La Iglesia española, con un evidente protagonismo de las órdenes religiosas, monopolizó la acción social durante la Edad Moderna, la larga época dorada del concento intervencionista de la caridad. El despotismo ilustrado en el siglo XVIII, desde un marcado utilitarismo, comenzó a cuestionar el monopolio eclesiástico y planteó la necesidad de la intervención del Estado, pero sería la Revolución Liberal quien plantease claramente una alternativa al peso indiscutible de la Iglesia, y por dos razones: una es de orden económico, y la otra tiene que ver con la voluntad política.
El largo proceso desamortizador español iniciado con Godoy, seguido por los afrancesados y los liberales de Cádiz y del Trienio, para llegar a su máxima expresión con las desamortizaciones de Mendizábal y, en menor grado, de Madoz, produjo un verdadero desastre económico para la Iglesia, ya que perdió gran parte de su patrimonio, con la consiguiente repercusión en los centros e instituciones benéficas que mantenía, además de la merma en recursos humanos derivada de las exclaustraciones.
En otro sentido, el nuevo orden liberal, fundado en las Cortes de Cádiz, consideraba que el Estado debía tener la función asistencial dentro de su nueva estructura administrativa para paliar los problemas derivados de la vida de los ciudadanos, aunque nunca como un pilar de la redistribución de la renta, aspecto propio de los muy posteriores estados del bienestar.
Pero si la causa económica es muy clara para entender el bache profundo que sufrió la Iglesia en relación con el papel que había adquirido desde el pasado más remoto, la política es más problemática. Y lo es porque el Estado español, primero por los vaivenes derivados del complejo proceso de revolución liberal, y luego y en paralelo, por sus seculares carencias financieras, no pudo asumir esta nueva misión asistencial debidamente ni tan siquiera con la relativa estabilidad del régimen isabelino.

——

LISTA DE TAREAS:
**A)** Duplica, del texto sobre la acción social de la Iglesia, todo lo que va desde "En otro sentido, el" hasta "del régimen isabelino.".
**B)** Según el texto sobre la acción social de la Iglesia, ¿dónde se fundó el nuevo orden liberal?

MUESTRA DE DATOS:

——

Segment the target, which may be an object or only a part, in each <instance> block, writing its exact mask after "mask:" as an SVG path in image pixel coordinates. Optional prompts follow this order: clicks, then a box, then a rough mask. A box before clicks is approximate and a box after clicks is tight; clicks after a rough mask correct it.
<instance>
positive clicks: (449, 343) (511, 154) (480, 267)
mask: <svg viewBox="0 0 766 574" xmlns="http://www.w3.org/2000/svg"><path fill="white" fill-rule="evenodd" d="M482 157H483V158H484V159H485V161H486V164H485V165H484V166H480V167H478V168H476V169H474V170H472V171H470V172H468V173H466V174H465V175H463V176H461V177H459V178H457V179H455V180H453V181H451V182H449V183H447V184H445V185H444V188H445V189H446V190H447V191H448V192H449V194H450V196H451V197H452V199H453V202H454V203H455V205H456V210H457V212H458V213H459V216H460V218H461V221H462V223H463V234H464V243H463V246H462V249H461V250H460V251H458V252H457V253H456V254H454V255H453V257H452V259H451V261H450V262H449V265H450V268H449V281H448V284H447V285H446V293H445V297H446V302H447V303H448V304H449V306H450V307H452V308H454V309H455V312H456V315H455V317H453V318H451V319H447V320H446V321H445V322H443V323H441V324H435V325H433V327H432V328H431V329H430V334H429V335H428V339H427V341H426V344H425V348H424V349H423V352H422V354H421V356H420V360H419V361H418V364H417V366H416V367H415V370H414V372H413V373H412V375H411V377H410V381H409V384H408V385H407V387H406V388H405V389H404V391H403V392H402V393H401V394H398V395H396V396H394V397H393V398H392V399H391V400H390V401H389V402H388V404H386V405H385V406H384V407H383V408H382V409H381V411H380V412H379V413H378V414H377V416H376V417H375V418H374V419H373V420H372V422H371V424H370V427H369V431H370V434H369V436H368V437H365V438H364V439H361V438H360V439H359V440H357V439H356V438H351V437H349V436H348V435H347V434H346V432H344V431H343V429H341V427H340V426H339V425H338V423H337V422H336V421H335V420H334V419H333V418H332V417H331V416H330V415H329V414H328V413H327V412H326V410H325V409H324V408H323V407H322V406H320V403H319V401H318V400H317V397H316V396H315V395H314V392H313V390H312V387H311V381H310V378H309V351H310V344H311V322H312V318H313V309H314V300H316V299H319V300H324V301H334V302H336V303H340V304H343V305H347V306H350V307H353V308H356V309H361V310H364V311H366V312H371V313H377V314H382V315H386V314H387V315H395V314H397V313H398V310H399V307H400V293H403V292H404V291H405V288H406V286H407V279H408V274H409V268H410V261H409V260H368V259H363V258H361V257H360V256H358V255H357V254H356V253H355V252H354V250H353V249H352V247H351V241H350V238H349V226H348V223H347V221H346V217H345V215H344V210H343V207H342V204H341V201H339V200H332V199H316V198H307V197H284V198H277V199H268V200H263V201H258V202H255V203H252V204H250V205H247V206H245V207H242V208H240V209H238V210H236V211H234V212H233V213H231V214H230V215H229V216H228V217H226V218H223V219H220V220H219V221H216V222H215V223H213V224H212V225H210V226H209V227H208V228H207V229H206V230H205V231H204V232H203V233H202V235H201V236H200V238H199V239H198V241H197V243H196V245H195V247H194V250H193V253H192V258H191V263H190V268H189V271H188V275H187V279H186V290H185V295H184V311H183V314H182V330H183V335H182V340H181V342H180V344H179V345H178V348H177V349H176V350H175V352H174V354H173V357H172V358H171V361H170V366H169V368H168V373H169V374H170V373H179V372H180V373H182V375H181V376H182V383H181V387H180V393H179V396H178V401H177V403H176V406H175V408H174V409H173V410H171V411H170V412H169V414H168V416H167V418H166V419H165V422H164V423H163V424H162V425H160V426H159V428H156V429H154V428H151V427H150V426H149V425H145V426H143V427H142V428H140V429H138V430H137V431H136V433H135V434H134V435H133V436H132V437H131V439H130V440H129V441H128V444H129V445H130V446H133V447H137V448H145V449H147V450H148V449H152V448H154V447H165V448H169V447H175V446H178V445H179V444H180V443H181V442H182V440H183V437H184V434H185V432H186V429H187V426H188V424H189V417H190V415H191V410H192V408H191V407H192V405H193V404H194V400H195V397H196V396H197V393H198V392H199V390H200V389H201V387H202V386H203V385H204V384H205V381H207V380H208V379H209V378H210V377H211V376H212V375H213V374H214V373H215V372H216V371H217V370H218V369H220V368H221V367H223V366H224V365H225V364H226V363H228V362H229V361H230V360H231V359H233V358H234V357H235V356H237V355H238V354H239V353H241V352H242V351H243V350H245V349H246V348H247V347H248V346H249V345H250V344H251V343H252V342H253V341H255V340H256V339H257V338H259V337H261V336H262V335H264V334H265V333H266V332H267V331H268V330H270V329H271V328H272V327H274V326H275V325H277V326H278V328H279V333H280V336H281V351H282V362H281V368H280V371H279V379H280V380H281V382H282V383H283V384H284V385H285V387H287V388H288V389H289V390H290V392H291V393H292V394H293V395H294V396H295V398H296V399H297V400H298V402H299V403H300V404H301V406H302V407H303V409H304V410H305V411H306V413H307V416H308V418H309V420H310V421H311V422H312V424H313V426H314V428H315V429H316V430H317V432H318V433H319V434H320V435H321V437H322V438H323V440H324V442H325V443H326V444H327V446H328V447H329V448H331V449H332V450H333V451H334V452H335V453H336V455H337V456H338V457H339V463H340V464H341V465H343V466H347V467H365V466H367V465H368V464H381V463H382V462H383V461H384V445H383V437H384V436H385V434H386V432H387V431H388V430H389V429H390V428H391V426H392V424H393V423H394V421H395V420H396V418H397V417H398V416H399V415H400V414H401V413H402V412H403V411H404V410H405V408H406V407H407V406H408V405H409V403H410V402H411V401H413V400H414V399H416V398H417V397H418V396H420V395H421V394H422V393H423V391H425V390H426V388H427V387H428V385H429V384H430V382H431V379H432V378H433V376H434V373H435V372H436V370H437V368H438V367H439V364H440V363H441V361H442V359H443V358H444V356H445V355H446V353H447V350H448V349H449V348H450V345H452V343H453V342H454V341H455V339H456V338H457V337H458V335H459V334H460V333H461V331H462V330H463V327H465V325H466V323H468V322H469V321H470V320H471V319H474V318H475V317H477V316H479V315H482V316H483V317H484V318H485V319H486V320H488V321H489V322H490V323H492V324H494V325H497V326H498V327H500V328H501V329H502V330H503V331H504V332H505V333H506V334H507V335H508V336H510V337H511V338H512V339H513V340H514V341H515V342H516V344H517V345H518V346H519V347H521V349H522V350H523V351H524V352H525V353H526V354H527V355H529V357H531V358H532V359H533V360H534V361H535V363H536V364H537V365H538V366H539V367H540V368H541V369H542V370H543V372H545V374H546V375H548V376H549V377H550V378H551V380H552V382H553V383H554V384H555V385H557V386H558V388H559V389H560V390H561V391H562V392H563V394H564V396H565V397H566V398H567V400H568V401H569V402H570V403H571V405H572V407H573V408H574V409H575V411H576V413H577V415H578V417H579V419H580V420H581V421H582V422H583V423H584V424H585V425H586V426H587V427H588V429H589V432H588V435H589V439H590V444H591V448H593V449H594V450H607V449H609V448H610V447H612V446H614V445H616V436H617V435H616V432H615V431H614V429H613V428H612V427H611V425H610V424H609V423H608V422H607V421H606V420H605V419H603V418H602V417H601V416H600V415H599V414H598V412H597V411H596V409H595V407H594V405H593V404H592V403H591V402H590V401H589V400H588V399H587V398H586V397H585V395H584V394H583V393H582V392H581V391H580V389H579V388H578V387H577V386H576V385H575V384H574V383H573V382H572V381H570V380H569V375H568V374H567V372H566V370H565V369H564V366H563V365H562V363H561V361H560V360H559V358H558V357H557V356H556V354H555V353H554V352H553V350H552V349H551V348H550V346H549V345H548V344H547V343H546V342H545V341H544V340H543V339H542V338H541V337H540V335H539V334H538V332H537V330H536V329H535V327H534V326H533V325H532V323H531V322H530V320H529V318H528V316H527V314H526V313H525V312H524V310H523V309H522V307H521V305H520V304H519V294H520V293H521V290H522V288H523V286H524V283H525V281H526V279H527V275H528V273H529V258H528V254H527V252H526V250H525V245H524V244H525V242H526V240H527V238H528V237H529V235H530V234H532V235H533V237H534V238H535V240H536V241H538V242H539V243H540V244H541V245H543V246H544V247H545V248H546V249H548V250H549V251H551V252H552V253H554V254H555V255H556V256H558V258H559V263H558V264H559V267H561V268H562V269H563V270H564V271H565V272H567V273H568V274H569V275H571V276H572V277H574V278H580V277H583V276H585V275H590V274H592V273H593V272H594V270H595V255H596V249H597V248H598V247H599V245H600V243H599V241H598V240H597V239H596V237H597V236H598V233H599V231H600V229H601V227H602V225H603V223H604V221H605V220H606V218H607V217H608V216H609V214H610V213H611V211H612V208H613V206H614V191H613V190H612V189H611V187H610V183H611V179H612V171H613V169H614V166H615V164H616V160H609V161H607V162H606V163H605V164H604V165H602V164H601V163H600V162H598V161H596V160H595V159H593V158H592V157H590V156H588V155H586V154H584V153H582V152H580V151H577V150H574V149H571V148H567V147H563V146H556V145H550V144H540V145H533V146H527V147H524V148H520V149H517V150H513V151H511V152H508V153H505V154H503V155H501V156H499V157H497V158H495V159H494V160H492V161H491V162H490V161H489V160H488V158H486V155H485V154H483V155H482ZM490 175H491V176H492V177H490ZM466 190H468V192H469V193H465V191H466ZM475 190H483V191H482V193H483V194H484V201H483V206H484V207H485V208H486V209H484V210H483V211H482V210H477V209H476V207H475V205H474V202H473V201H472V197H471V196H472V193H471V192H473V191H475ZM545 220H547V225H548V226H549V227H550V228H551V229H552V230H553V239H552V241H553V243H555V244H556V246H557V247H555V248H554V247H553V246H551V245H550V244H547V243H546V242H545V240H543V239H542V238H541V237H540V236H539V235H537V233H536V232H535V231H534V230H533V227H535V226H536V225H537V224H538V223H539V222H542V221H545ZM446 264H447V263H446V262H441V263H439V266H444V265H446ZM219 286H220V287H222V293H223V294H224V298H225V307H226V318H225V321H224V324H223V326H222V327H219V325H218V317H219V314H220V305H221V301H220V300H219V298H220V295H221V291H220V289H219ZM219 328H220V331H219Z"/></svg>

——

RESULTADOS POR TAREA:
**A)**
En otro sentido, el nuevo orden liberal, fundado en las Cortes de Cádiz, consideraba que el Estado debía tener la función asistencial dentro de su nueva estructura administrativa para paliar los problemas derivados de la vida de los ciudadanos, aunque nunca como un pilar de la redistribución de la renta, aspecto propio de los muy posteriores estados del bienestar.
Pero si la causa económica es muy clara para entender el bache profundo que sufrió la Iglesia en relación con el papel que había adquirido desde el pasado más remoto, la política es más problemática. Y lo es porque el Estado español, primero por los vaivenes derivados del complejo proceso de revolución liberal, y luego y en paralelo, por sus seculares carencias financieras, no pudo asumir esta nueva misión asistencial debidamente ni tan siquiera con la relativa estabilidad del régimen isabelino.

**B)** En las Cortes de Cádiz.